Objective: Give back only the lines from the one with "Mark one point on each instance of the folding" through the last line of the data, exactly as they appear.
═══ Supplied data
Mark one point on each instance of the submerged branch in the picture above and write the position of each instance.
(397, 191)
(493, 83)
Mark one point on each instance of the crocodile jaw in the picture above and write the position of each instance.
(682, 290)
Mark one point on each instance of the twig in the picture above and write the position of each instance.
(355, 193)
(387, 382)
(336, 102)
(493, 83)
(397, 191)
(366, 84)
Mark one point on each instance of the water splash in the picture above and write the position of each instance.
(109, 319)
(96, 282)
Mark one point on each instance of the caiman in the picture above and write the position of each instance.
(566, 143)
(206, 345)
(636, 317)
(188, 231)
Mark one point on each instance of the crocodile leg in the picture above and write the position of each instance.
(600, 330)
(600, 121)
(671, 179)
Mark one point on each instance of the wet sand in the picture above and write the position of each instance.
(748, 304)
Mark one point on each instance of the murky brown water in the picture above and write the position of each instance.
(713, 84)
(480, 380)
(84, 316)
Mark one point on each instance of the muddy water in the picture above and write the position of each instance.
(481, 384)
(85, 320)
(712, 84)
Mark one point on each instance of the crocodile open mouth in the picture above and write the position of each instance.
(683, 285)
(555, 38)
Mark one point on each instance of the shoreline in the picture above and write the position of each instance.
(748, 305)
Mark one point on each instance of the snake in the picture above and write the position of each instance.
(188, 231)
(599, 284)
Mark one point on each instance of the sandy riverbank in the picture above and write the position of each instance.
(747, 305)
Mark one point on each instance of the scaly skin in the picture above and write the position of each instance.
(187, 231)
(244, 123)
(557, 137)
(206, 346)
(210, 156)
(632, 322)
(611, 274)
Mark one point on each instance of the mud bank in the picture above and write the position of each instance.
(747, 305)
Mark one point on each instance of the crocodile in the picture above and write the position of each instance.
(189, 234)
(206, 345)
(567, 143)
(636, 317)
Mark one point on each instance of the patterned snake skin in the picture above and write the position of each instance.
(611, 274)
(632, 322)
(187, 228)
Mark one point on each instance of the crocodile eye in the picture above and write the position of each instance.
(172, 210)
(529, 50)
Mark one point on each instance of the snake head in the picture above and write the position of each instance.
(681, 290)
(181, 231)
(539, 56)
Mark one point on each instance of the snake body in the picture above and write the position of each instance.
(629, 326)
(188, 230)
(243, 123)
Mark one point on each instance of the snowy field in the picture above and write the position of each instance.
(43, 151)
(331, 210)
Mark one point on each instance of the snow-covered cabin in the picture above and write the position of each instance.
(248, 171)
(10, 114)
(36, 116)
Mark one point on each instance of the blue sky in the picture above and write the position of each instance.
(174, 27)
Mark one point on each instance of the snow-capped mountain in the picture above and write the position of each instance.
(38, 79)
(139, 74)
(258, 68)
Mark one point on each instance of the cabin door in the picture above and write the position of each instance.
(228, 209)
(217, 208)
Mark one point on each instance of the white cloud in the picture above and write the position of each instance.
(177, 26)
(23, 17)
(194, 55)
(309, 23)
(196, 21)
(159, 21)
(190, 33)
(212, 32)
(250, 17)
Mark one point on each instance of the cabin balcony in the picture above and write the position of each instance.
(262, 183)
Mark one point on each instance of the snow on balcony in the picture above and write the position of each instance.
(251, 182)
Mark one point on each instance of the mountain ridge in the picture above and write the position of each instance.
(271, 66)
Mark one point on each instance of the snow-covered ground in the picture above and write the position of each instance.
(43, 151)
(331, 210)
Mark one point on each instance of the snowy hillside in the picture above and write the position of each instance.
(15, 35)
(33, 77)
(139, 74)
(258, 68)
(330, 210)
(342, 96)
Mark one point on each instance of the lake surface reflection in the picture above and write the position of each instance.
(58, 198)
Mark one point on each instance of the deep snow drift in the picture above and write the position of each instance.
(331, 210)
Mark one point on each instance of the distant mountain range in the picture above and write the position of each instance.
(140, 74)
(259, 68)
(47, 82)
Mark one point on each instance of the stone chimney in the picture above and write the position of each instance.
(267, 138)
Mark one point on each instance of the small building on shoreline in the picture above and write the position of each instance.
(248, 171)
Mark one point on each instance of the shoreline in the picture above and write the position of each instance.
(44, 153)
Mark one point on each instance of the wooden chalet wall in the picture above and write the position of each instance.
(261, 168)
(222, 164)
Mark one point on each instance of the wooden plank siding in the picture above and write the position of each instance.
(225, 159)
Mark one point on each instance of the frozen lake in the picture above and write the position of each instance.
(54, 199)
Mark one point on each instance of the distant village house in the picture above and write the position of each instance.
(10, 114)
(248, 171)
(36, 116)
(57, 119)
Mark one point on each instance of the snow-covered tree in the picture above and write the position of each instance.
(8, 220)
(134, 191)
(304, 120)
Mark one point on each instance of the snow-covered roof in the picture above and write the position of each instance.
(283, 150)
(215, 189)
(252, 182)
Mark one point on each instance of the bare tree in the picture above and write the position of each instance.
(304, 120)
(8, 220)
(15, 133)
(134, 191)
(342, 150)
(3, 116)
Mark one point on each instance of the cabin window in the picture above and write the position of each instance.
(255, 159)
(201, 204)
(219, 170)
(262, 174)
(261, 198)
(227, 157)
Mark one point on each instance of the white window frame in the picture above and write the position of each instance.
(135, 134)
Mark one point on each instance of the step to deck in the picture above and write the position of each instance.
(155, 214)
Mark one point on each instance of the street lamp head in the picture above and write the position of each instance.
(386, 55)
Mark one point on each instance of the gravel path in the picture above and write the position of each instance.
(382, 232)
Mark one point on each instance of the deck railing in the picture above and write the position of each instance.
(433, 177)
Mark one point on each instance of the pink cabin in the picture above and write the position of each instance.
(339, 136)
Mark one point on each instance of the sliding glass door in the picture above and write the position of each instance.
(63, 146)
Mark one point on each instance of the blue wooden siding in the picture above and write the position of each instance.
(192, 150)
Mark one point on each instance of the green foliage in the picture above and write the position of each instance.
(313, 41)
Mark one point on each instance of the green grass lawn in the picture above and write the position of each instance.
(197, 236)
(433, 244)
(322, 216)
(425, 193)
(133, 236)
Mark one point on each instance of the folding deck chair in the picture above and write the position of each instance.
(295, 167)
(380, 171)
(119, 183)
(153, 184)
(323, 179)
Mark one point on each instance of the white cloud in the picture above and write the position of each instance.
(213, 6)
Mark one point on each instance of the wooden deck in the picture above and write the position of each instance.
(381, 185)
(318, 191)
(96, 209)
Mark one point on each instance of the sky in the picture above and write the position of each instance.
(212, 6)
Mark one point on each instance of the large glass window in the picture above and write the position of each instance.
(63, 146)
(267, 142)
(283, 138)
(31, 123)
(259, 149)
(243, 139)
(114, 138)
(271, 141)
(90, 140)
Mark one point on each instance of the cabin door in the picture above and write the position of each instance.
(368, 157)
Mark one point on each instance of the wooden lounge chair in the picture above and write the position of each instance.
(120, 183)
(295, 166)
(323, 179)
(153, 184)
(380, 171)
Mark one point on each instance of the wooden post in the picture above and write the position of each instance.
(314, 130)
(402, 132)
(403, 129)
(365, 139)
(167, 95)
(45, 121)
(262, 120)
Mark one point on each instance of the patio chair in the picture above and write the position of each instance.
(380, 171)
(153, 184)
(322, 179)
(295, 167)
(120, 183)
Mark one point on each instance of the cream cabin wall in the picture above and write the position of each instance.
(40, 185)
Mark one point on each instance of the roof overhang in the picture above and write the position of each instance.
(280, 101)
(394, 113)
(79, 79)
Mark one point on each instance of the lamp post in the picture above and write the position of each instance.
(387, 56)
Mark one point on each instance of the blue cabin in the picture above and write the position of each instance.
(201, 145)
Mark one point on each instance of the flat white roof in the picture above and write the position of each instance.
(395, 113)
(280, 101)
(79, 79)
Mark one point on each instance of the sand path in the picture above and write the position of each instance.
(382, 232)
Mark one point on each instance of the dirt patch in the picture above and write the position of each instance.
══════
Finished exercise:
Mark one point on each instance of the folding deck chair in the picture above and write the position of each instance.
(295, 167)
(380, 171)
(119, 183)
(153, 184)
(323, 179)
Mark one point on each instance of the white cloud in the picture above and write the position of each instance.
(213, 6)
Mark one point on each instance of the wooden deck in the picture above and write the position of each instance.
(381, 185)
(318, 191)
(96, 209)
Mark one point on each instance of the sky in the picture above and write the position of each instance.
(212, 6)
Mark one point on each instance of the large glass window in the picture above and write the position of each instance.
(63, 146)
(267, 142)
(283, 138)
(31, 123)
(259, 149)
(243, 139)
(114, 138)
(271, 141)
(90, 140)
Mark one point on each instance of the cabin door in the picture above and write the position of each instance.
(368, 157)
Mark one point on each instance of the wooden lounge chair in the picture above and write the position of each instance.
(120, 183)
(295, 166)
(323, 179)
(153, 184)
(380, 171)
Mark one point on each instance of the wooden post in the picture above and write the position of each instance.
(314, 130)
(402, 132)
(403, 129)
(365, 139)
(167, 95)
(45, 121)
(262, 120)
Mark one point on each instance of the patio chair in the picture above and write the position of each instance.
(380, 171)
(153, 184)
(322, 179)
(295, 167)
(120, 183)
Mark one point on each instance of the cream cabin wall in the picture above and write the position of each instance.
(40, 185)
Mark one point on each instance of the roof overhang in the picture above and write the position of each instance.
(280, 101)
(394, 113)
(79, 79)
Mark one point on each instance of the lamp post in the picture above and write the position of each instance.
(387, 56)
Mark one point on each instance of the blue cabin in the picture above and write the position of each instance.
(201, 145)
Mark one point on each instance of the flat white roof in the picture above and write the position of each instance.
(395, 113)
(280, 101)
(79, 79)
Mark one point on each instance of the sand path in the picture above and write the position of each instance.
(382, 232)
Mark one point on each instance of the dirt patch in the picture above and write the position of each instance.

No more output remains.